With the pictures left out, repeat every entry that follows exactly.

..............................

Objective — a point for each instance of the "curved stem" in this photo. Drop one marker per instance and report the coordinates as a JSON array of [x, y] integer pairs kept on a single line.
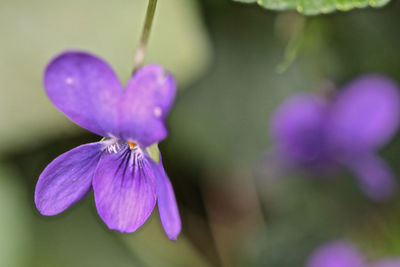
[[139, 58]]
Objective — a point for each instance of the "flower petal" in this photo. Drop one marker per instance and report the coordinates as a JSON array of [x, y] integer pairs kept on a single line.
[[86, 90], [374, 176], [147, 100], [366, 113], [167, 206], [67, 179], [336, 254], [395, 262], [298, 129], [124, 189]]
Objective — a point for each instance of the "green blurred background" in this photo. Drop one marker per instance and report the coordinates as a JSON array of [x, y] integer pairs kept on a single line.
[[225, 56]]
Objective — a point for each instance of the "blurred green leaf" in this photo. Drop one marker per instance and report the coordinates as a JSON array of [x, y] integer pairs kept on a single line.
[[314, 7], [154, 153], [153, 248], [15, 228]]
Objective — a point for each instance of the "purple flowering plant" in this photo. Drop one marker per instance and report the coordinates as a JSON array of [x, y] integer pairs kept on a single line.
[[320, 134], [341, 253], [125, 168]]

..............................

_Answer to this problem_
Objective — a point for each instance of the "curved stem" in this photo. Drop one marker per instance and report the coordinates as a JSON array of [x, y] integer pairs kept on a single line.
[[139, 58]]
Objective — a point for each instance of the "flower petal" in this photo. Drop one marker per instance and report the coordinates as a JSON array of [x, y] integer pairs kept on a single line.
[[86, 90], [374, 176], [147, 100], [366, 113], [167, 206], [67, 179], [336, 254], [395, 262], [298, 129], [124, 189]]
Objective — a point for each instance of the "green blurred background" in this photo. Drop one marker per instance and report the coordinates as a JSON array of [x, y] integer pairs kept on a single line.
[[225, 56]]
Objective — a point for each instance of the "blurred green leaf" in this photo. Drop one marker per instance and report the coordinates as a JSON array of [x, y] integer pairs kept on a single line.
[[314, 7], [154, 153], [153, 248], [15, 228]]
Objective — a point for each instance of the "purple flowering plant" in this photo. Drop one marker per instance and report the coordinates as a JSON array of [x, y] integer pairs kept on a single line.
[[320, 134], [341, 253], [125, 168]]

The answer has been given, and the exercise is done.